*** TEXT EXCERPT Section Begins ***

Fewer biofuels, more green space: Climate action researcher calls for urgent shift
Growing and harvesting bioenergy crops—corn for ethanol or trees to fuel power plants, for example—is a poor use of land, which is a precious resource in the fight against climate change, says a University of Michigan researcher.
Untampered green areas like forests and grasslands naturally sequester carbon dioxide, and they are one of society's best hopes for quickly reducing the greenhouse gas in the atmosphere, says John DeCicco, research professor at the U-M Energy Institute.
DeCicco and William Schlesinger, president emeritus of the Cary Institute of Ecosystem Studies have authored an opinion piece in the current edition of Proceedings of the National Academy of Sciences.
The researchers call for policymakers, funding agencies, fellow academics and industry leaders to urgently shift their focus from bioenergy to what they call "terrestrial carbon management," or TCM. That strategy emphasizes planting more trees and conserving more wild areas that feed on carbon dioxide.
"The world needs to rethink its priorities about how to use the biosphere given the urgency of the climate problem and the risks to biodiversity," DeCicco said.
The biosphere encompasses all life on Earth, and for climate protection, it particularly refers to trees, plants and the living carbon—microorganisms—in soils.
"Current policies advancing bioenergy contribute to the pressure to convert natural land into harvested forest or cropland," DeCicco said. "But high quality land is a limited resource. For reducing atmospheric CO2, the most efficient use of ecologically productive land is to leave it alone, or reforest it. Let it act as a natural, long-term carbon sink."
The new opinion piece expands on DeCicco's earlier findings that biofuels are not inherently carbon-neutral, as they are widely purported to be, and Schlesinger's long-time research as a leading ecologist and biogeochemist.

*** TEXT EXCERPT Section Ends ***
*** THE DATA Section Begins ***

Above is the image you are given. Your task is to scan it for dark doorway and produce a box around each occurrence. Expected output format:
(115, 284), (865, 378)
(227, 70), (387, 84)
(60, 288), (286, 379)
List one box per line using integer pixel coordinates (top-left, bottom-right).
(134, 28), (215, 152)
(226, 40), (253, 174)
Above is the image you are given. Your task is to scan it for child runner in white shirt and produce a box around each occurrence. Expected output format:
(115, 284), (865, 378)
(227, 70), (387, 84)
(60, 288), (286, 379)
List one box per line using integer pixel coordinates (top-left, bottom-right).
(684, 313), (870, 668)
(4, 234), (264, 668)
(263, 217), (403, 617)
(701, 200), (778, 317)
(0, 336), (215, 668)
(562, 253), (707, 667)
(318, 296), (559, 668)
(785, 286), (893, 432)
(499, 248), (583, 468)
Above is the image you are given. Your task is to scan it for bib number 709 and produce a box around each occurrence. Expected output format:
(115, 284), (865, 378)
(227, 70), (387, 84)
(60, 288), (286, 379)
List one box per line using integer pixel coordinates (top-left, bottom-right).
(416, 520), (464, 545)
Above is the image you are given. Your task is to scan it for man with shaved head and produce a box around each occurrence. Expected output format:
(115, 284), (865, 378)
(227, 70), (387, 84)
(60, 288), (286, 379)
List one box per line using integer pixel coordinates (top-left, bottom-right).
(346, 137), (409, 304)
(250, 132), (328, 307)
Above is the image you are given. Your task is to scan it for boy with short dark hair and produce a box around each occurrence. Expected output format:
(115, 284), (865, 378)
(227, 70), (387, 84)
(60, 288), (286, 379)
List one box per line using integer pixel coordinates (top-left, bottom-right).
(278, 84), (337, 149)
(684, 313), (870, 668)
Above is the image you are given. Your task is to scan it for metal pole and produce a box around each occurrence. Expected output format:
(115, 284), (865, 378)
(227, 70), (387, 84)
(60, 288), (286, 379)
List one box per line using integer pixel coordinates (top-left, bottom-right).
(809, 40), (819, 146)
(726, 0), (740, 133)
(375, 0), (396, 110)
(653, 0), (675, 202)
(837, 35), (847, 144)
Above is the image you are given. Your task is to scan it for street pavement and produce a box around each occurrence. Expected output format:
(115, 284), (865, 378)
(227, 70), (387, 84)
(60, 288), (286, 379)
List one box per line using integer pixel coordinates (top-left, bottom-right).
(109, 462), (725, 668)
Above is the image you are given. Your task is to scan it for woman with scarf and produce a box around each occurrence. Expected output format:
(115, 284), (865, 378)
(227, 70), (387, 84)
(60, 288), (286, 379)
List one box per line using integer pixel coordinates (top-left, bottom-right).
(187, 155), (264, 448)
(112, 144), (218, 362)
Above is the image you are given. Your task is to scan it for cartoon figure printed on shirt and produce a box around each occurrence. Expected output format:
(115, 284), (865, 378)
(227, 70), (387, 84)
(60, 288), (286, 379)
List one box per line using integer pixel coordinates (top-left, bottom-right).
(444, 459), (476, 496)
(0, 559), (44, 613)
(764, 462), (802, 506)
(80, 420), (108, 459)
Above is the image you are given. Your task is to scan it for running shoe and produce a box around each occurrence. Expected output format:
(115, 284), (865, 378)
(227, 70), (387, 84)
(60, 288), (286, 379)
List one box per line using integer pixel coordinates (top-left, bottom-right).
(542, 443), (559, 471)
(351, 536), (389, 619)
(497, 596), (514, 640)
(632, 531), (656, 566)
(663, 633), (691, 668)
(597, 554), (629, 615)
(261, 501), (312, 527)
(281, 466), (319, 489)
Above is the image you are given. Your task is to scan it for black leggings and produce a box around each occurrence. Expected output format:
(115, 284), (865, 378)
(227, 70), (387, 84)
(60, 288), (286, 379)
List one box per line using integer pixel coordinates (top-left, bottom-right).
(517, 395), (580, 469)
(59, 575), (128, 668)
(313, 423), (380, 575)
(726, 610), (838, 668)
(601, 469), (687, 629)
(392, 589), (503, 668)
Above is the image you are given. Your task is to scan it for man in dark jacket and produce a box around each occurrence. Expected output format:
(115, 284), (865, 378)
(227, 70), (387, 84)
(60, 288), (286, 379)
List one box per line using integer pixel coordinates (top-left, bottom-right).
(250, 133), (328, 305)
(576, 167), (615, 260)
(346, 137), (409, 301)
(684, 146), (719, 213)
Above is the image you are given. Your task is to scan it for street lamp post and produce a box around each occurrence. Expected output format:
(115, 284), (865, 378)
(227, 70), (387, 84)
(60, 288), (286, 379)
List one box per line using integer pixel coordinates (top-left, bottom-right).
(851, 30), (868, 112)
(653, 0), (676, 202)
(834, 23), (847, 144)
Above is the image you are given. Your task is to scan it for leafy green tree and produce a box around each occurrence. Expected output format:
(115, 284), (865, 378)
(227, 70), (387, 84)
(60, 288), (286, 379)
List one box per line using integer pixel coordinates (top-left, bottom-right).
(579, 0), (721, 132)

*** THE DATA Section Ends ***

■ ACTIVITY:
List every group that the researchers in the biofuels article urge to shift its focus from bioenergy to terrestrial carbon management. These records have no connection to the article on biofuels and green space.

■ ANSWER BOX:
- Policymakers
- Funding agencies
- Fellow academics
- Industry leaders